● **WHAT TO PRODUCE**
Output the data word for word. Begin at its first line and end at the line with "Target: white building wall".

● **ENTRIES PROVIDED**
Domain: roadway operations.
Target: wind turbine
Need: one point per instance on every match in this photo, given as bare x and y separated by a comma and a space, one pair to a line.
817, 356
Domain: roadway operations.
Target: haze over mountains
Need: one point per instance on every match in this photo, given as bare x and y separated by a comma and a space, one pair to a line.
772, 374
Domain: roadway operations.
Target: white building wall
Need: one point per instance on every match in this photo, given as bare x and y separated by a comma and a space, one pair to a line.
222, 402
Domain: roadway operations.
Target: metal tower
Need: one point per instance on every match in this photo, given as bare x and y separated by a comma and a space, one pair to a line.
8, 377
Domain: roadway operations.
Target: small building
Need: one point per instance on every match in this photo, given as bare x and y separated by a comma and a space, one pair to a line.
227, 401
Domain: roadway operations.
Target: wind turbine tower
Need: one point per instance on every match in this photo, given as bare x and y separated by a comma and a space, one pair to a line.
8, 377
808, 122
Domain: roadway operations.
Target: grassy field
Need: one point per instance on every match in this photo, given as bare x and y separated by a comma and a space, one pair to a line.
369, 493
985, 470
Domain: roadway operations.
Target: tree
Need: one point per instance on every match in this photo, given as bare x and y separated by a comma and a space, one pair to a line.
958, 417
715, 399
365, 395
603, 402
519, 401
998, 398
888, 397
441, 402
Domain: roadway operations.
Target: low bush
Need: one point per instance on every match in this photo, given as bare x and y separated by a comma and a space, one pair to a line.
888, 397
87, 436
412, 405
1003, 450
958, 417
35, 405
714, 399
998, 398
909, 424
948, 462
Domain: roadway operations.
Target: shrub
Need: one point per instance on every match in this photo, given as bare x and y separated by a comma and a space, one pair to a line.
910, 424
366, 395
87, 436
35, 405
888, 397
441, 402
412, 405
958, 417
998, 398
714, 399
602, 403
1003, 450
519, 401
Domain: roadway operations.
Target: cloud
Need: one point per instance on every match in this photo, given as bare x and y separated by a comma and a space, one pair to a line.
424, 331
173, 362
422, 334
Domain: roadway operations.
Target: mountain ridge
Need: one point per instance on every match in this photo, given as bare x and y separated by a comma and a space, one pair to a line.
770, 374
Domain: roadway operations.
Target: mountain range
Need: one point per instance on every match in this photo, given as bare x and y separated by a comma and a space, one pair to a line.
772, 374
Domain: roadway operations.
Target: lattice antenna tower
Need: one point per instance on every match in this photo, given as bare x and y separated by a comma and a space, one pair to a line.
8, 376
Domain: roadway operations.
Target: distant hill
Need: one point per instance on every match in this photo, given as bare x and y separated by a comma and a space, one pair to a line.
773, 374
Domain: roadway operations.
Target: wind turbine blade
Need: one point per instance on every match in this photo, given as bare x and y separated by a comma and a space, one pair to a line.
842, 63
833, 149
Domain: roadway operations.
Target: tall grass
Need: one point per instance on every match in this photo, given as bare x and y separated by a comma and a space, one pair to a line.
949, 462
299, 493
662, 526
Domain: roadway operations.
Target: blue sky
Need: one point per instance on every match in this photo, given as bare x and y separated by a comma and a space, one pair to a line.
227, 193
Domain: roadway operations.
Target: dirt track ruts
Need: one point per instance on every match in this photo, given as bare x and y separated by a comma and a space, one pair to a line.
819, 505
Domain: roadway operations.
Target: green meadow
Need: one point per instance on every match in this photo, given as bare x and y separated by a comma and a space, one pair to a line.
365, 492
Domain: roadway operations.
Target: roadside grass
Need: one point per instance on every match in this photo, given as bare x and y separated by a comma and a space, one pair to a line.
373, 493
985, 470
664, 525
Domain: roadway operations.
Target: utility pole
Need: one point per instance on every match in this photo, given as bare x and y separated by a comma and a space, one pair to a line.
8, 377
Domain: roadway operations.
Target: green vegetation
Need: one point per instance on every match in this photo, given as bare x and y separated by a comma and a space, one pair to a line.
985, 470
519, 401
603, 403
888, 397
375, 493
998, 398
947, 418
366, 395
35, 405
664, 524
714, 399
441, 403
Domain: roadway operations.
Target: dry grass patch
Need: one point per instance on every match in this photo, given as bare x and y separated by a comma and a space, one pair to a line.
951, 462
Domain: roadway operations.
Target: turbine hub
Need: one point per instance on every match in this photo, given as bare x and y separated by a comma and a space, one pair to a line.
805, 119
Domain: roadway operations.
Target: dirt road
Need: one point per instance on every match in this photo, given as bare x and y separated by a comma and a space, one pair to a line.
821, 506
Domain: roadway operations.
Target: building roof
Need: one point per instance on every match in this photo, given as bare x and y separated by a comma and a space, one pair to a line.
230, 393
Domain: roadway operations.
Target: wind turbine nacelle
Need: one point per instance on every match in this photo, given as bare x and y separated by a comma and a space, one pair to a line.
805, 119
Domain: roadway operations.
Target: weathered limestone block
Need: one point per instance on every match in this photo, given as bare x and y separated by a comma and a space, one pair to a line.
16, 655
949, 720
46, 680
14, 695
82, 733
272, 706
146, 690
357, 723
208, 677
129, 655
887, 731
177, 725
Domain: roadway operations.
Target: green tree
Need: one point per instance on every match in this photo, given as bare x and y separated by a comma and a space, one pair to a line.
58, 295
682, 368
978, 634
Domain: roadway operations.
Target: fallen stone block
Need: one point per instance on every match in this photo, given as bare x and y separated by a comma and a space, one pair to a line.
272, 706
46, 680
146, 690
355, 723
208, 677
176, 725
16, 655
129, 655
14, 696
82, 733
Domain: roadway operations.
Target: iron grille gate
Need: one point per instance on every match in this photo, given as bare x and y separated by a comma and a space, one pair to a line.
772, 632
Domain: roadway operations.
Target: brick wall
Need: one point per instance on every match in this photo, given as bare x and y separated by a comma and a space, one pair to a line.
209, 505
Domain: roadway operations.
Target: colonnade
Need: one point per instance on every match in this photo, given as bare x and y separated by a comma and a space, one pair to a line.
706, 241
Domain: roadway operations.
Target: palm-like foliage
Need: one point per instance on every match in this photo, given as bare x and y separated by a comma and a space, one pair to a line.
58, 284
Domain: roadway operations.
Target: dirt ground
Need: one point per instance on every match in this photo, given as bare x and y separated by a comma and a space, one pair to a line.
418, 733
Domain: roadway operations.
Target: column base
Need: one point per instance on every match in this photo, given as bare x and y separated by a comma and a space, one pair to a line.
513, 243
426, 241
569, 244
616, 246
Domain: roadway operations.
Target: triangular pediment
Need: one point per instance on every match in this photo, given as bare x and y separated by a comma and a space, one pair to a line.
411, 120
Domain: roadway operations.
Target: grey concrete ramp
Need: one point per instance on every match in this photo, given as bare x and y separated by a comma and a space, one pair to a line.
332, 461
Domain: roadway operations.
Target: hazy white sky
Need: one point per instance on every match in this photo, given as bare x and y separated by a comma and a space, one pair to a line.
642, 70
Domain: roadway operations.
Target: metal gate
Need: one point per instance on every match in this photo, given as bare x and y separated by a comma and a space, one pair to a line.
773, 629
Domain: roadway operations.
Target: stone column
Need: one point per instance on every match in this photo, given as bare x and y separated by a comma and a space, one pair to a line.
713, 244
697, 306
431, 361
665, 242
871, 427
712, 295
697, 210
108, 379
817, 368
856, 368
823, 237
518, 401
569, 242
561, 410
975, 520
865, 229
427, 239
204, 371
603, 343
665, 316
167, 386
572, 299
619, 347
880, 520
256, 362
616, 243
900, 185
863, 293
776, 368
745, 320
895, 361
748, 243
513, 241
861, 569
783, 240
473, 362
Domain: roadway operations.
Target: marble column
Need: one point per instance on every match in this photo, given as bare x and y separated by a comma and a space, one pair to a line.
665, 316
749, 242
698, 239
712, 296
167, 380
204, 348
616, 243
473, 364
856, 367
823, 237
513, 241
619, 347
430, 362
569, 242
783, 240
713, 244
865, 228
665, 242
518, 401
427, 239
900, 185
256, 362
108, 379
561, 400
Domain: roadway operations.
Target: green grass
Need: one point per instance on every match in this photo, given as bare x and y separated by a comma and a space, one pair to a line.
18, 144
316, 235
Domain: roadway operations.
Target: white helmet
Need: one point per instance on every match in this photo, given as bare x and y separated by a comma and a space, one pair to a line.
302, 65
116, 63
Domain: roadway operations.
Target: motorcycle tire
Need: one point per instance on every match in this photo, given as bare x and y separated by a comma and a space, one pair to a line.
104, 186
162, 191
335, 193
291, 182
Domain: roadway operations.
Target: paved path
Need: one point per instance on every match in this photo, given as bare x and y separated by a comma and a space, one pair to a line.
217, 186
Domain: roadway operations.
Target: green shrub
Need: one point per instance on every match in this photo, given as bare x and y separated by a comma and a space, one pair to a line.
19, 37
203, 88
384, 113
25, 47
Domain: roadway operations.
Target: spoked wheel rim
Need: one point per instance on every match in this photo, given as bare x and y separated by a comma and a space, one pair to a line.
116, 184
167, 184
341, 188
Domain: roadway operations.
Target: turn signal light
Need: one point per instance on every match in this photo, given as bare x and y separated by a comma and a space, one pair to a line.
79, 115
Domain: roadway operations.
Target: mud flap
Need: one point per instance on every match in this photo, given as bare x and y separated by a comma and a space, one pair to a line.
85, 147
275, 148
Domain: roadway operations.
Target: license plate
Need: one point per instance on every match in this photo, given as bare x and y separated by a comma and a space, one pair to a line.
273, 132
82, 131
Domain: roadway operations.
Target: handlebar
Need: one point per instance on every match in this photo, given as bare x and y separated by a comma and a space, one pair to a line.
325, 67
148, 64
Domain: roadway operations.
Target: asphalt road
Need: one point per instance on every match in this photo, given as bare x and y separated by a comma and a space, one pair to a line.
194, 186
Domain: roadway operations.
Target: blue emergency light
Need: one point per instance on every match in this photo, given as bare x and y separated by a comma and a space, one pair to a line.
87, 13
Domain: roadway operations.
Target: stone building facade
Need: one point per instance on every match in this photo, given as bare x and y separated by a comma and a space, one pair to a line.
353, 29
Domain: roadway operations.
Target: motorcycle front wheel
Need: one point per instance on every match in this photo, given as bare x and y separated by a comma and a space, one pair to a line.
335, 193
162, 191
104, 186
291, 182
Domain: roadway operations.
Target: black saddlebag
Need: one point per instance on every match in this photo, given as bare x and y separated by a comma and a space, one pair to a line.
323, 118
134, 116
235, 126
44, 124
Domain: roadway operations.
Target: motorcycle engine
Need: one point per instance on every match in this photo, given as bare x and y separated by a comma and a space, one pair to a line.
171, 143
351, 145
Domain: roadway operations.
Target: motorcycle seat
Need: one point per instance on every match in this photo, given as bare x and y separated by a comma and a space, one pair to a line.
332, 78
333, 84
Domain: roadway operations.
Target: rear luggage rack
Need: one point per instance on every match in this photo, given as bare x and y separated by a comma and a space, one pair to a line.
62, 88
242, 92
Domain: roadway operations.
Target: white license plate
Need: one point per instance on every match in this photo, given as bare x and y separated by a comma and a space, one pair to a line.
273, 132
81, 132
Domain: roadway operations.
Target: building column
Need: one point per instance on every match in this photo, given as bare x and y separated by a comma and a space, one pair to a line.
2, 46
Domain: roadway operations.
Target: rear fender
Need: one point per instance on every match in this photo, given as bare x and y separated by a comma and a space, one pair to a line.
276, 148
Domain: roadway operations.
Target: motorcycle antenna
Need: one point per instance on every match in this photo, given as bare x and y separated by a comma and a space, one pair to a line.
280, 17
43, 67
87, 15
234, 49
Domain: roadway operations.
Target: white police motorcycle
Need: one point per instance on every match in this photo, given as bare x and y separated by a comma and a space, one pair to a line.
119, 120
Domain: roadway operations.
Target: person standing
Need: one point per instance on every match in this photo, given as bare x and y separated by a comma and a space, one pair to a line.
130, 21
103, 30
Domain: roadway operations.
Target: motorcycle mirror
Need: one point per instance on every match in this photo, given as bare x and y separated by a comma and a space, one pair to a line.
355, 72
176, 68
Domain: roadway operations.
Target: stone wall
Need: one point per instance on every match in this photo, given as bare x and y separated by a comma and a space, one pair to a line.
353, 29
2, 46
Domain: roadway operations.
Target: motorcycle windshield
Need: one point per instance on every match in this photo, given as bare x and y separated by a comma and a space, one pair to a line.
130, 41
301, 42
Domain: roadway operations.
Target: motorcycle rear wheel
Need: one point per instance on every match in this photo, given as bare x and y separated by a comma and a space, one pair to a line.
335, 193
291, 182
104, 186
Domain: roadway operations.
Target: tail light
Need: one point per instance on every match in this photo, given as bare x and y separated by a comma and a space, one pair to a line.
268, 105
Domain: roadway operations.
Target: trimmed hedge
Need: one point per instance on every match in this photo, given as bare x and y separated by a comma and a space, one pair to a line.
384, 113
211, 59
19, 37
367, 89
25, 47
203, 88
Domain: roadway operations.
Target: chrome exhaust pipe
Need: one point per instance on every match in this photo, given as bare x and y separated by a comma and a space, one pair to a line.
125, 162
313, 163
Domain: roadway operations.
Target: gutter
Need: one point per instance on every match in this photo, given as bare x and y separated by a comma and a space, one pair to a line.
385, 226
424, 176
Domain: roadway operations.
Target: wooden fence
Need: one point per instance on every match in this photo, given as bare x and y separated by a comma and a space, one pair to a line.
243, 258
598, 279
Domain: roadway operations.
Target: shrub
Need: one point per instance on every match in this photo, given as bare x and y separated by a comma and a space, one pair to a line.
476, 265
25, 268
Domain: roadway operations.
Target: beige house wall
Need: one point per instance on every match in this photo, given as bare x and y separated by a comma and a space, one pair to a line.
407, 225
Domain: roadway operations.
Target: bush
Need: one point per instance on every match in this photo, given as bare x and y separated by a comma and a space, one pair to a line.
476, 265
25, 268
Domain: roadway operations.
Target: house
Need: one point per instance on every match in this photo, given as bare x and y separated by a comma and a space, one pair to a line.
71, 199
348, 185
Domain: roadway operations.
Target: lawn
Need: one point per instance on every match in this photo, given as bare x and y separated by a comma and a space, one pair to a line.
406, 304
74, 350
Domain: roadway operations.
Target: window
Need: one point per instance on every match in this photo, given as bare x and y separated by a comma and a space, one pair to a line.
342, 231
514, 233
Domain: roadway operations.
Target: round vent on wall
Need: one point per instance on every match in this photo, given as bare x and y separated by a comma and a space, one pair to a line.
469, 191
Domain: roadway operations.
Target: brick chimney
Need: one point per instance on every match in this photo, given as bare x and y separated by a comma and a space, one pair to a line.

● **ANSWER SPACE**
Domain: roadway operations.
Target: wind turbine
Need: one point per instance on every match in this photo, given as bare x and y separated by a comma and a space, one pair to a line.
817, 356
Domain: roadway operations.
Target: haze over mountains
Need: one point per instance on every match in this photo, given as bare x and y separated by a comma and a space, one pair to a line.
772, 374
Domain: roadway operations.
Target: white building wall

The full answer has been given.